Document text
===
The point of per project workflow is that per project reindex does not send the complete configuration at the end of the reindex: https://github.com/oracle/opengrok/blob/500e28cafa709cf32662d77de21cdc77287291b4/opengrok-indexer/src/main/java/org/opengrok/indexer/index/Indexer.java#L421-L424

It merely pokes the webapp to bump the index reader for given project.

MasterAwesome commented 4 months ago

I continuously get the same log across multiple threads almost exactly 1 second apart FINEST [http-nio-8080-exec-<tid>] org.opengrok.web.api.v1.filter.IncomingFilter.filter allow request to status/<same-uuid-with-every-request> based on localhost IP address.

When searching a query I see FINEST [http-nio-8080-exec-15] org.opengrok.web.api.v1.suggester.parser.SuggesterQueryDataParser.processQuery Processing suggester query: hello at 5 and jstack suggests this is due to the Suggester.rebuild() holding a lock and the search uses SuggesterServiceImpl.getSuggestions and SuggesterServiceImpl.onSearch() waiting for that lock during indexing.

EDIT: Disabling suggester works fine, sending config finishes in sub second time. Looks like suggester should be temporarily turned off during it's rebuilding to avoid this denial of service.
===
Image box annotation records

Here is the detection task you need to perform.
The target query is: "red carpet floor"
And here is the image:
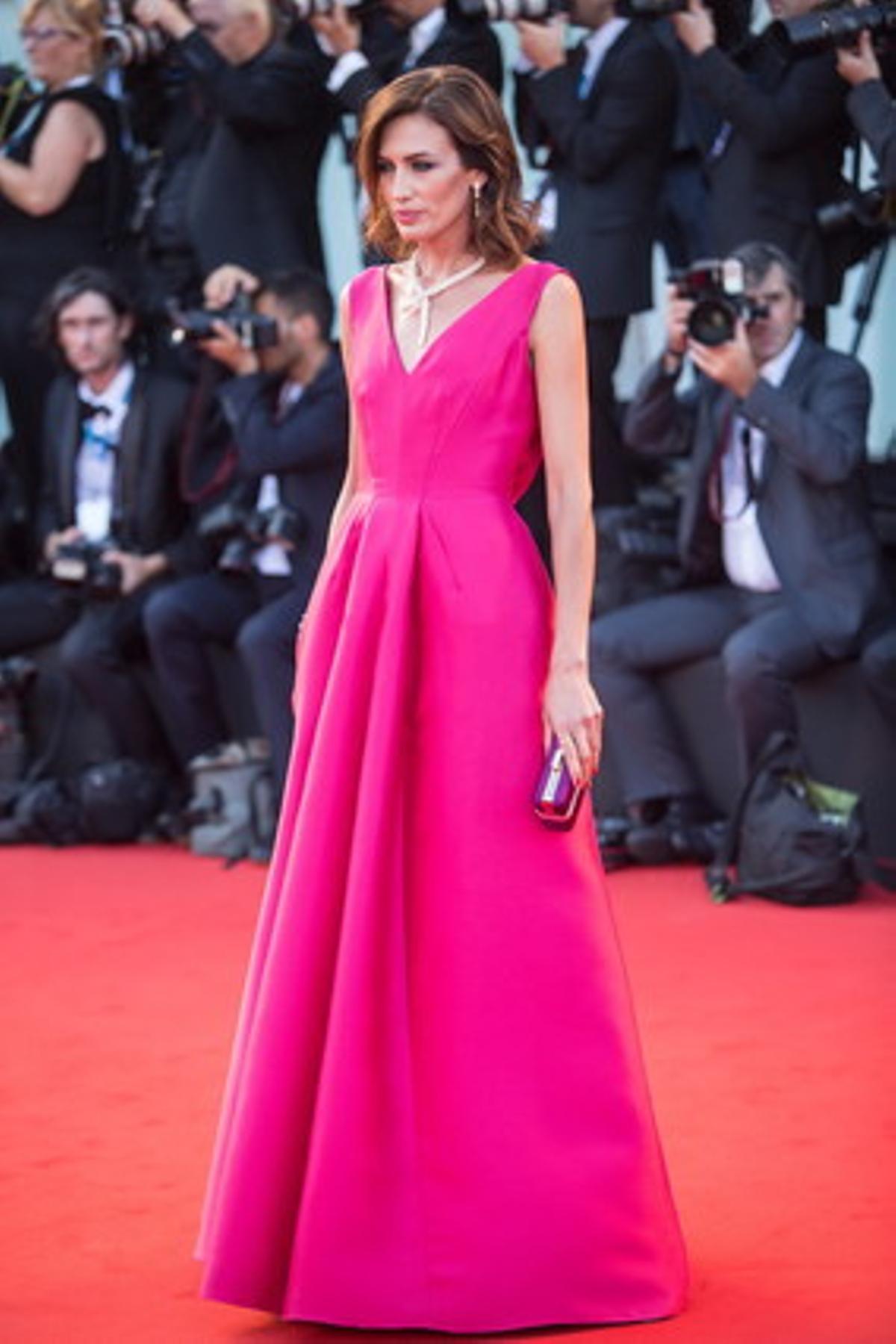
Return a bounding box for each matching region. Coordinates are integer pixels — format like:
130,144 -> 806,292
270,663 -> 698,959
0,848 -> 896,1344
===
Task directions
In the forum thread about reindexing, what happened to sending the config once the suggester was disabled?

Task response
Sending the config finished in under a second.